» Your goal:
Copy out word for word the material from the line containing "Exercise. Identify the flowering" down to the line containing "Exercise. Identify the pale", including both of those lines.

» Given data:
====================

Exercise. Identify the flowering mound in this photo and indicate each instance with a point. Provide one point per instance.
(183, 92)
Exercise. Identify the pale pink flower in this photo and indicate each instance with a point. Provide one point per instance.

====================

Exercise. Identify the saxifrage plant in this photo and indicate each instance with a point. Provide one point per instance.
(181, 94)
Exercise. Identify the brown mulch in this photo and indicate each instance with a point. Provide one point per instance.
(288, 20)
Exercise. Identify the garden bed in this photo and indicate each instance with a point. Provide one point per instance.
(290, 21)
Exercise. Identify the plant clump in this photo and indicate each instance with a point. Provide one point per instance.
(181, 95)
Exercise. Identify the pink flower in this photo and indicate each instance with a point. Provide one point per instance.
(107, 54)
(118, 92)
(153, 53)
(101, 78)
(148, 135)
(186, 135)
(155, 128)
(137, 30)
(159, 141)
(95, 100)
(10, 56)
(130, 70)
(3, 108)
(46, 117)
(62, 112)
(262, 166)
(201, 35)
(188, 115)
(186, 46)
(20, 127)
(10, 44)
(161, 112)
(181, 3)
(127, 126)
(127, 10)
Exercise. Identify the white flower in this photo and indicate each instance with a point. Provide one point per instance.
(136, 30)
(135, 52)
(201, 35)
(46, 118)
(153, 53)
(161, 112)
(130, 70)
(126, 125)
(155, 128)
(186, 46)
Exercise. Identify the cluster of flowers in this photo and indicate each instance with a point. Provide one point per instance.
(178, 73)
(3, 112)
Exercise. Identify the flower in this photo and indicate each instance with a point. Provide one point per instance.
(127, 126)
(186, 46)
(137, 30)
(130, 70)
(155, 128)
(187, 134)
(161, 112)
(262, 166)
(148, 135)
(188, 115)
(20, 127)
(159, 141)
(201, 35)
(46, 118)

====================

» Solution to the exercise:
Exercise. Identify the flowering mound in this photo and indicate each instance with a point. Provide one point per instance.
(183, 92)
Exercise. Identify the pale pink flower in this photo and indicate each instance with a point. Provide one point per instance.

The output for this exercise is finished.